== WHAT THE TASK REQUIRES ==
Nothing but the lines from the line with "Localize mottled gray" through the end of the data is to be copied, and each is to be copied exactly.

◇ ◇ ◇ ◇ ◇ ◇ ◇

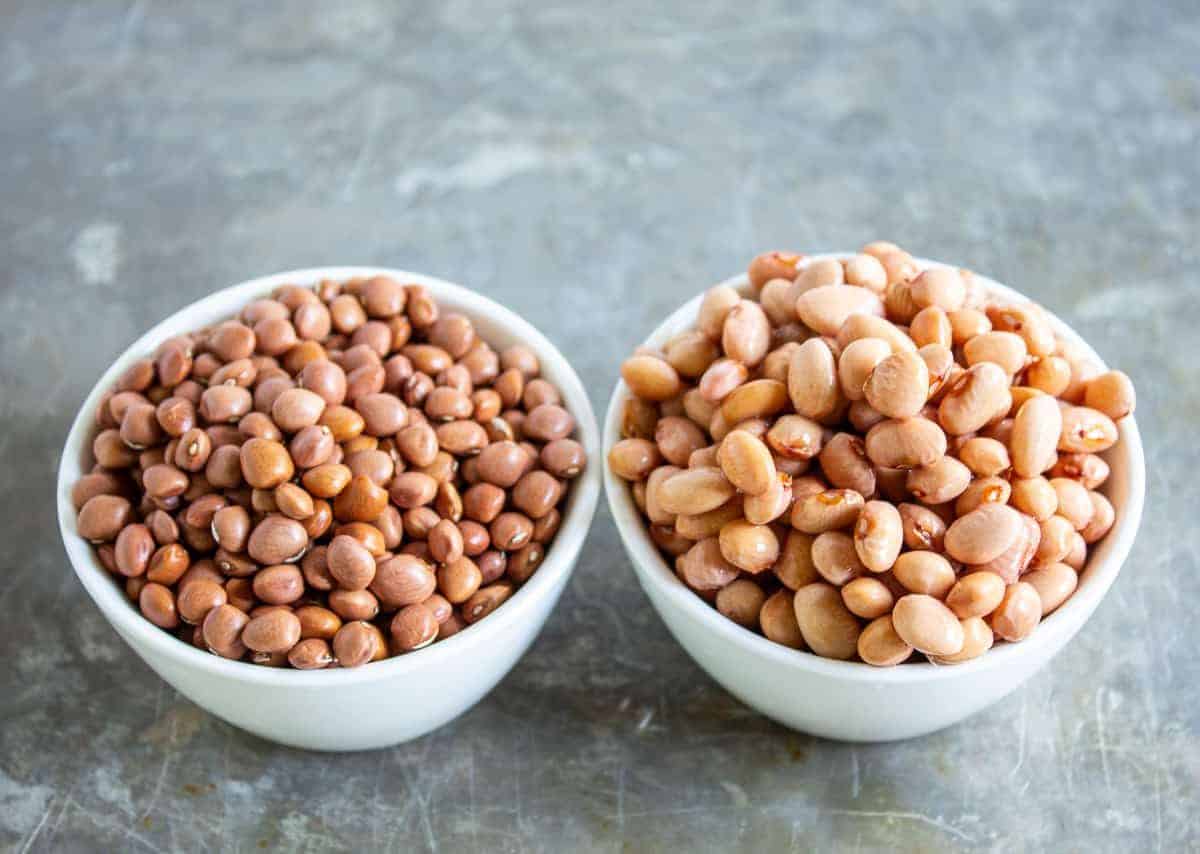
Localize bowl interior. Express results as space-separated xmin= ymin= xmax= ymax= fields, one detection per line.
xmin=58 ymin=267 xmax=602 ymax=686
xmin=604 ymin=253 xmax=1146 ymax=683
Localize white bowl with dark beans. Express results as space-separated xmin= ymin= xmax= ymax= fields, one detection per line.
xmin=604 ymin=243 xmax=1144 ymax=742
xmin=59 ymin=267 xmax=600 ymax=751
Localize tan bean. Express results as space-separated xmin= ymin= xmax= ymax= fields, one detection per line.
xmin=766 ymin=414 xmax=824 ymax=460
xmin=963 ymin=331 xmax=1027 ymax=376
xmin=1035 ymin=515 xmax=1075 ymax=564
xmin=1049 ymin=453 xmax=1110 ymax=490
xmin=909 ymin=306 xmax=952 ymax=349
xmin=794 ymin=257 xmax=844 ymax=293
xmin=715 ymin=579 xmax=766 ymax=628
xmin=969 ymin=512 xmax=1040 ymax=584
xmin=944 ymin=571 xmax=1005 ymax=619
xmin=608 ymin=438 xmax=661 ymax=481
xmin=835 ymin=314 xmax=917 ymax=354
xmin=722 ymin=300 xmax=771 ymax=365
xmin=788 ymin=338 xmax=840 ymax=421
xmin=720 ymin=379 xmax=789 ymax=425
xmin=957 ymin=436 xmax=1010 ymax=477
xmin=837 ymin=337 xmax=891 ymax=402
xmin=655 ymin=416 xmax=707 ymax=467
xmin=718 ymin=520 xmax=779 ymax=574
xmin=1084 ymin=370 xmax=1135 ymax=420
xmin=841 ymin=577 xmax=895 ymax=619
xmin=864 ymin=417 xmax=946 ymax=470
xmin=1051 ymin=477 xmax=1094 ymax=531
xmin=743 ymin=470 xmax=793 ymax=525
xmin=938 ymin=362 xmax=1010 ymax=435
xmin=843 ymin=253 xmax=887 ymax=293
xmin=990 ymin=582 xmax=1042 ymax=642
xmin=944 ymin=503 xmax=1021 ymax=564
xmin=892 ymin=594 xmax=964 ymax=656
xmin=1025 ymin=356 xmax=1072 ymax=396
xmin=675 ymin=498 xmax=744 ymax=540
xmin=1010 ymin=394 xmax=1062 ymax=477
xmin=1080 ymin=491 xmax=1115 ymax=544
xmin=930 ymin=617 xmax=994 ymax=664
xmin=657 ymin=467 xmax=735 ymax=515
xmin=954 ymin=475 xmax=1011 ymax=516
xmin=664 ymin=330 xmax=721 ymax=379
xmin=679 ymin=538 xmax=739 ymax=592
xmin=697 ymin=285 xmax=741 ymax=340
xmin=892 ymin=551 xmax=956 ymax=598
xmin=791 ymin=489 xmax=864 ymax=534
xmin=717 ymin=430 xmax=776 ymax=496
xmin=1011 ymin=476 xmax=1058 ymax=521
xmin=796 ymin=285 xmax=884 ymax=338
xmin=890 ymin=506 xmax=937 ymax=554
xmin=909 ymin=267 xmax=965 ymax=312
xmin=698 ymin=358 xmax=749 ymax=403
xmin=1023 ymin=562 xmax=1078 ymax=614
xmin=792 ymin=583 xmax=861 ymax=660
xmin=1059 ymin=406 xmax=1119 ymax=453
xmin=811 ymin=531 xmax=865 ymax=586
xmin=818 ymin=433 xmax=875 ymax=496
xmin=858 ymin=615 xmax=914 ymax=666
xmin=848 ymin=501 xmax=900 ymax=573
xmin=759 ymin=589 xmax=805 ymax=648
xmin=905 ymin=455 xmax=970 ymax=505
xmin=988 ymin=302 xmax=1055 ymax=357
xmin=863 ymin=350 xmax=930 ymax=420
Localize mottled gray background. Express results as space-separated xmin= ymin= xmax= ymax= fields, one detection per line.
xmin=1 ymin=0 xmax=1197 ymax=851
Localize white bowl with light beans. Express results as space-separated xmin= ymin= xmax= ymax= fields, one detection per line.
xmin=604 ymin=252 xmax=1145 ymax=742
xmin=58 ymin=267 xmax=601 ymax=751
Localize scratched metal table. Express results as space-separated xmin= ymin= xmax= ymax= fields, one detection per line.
xmin=2 ymin=1 xmax=1197 ymax=851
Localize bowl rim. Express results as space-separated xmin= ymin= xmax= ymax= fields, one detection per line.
xmin=58 ymin=266 xmax=602 ymax=687
xmin=604 ymin=253 xmax=1146 ymax=684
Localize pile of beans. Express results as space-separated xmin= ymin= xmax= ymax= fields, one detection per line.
xmin=73 ymin=276 xmax=586 ymax=668
xmin=611 ymin=242 xmax=1134 ymax=666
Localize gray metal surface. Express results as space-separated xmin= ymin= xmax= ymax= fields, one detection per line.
xmin=1 ymin=1 xmax=1197 ymax=850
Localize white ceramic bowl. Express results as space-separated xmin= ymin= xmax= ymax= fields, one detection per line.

◇ ◇ ◇ ◇ ◇ ◇ ◇

== EXPECTED ANSWER ==
Localize mottled gray background. Express results as space-separated xmin= ymin= xmax= ymax= fields, one detection per line.
xmin=1 ymin=0 xmax=1197 ymax=851
Localize white bowl with light beans. Express results as space-separated xmin= ymin= xmax= ymax= fields, one detection per line.
xmin=604 ymin=252 xmax=1145 ymax=742
xmin=58 ymin=267 xmax=601 ymax=751
Localize scratched metal table. Express results as space-separated xmin= ymin= xmax= ymax= fields, one detection per line.
xmin=2 ymin=1 xmax=1197 ymax=851
Localize bowl rim. Express results as space-separated xmin= ymin= xmax= ymax= fields, one detection per line.
xmin=58 ymin=266 xmax=602 ymax=687
xmin=604 ymin=253 xmax=1146 ymax=684
Localize pile of beans. Express results as space-separated xmin= ymin= xmax= ymax= fields, one detection per line.
xmin=73 ymin=276 xmax=586 ymax=668
xmin=611 ymin=242 xmax=1134 ymax=666
Localize gray metal surface. Express results as space-separated xmin= ymin= xmax= ymax= fields, one detection per line.
xmin=1 ymin=1 xmax=1197 ymax=850
Localize white ceramic bowl. Express results as space-separated xmin= ymin= xmax= ymax= fields, one detection per line.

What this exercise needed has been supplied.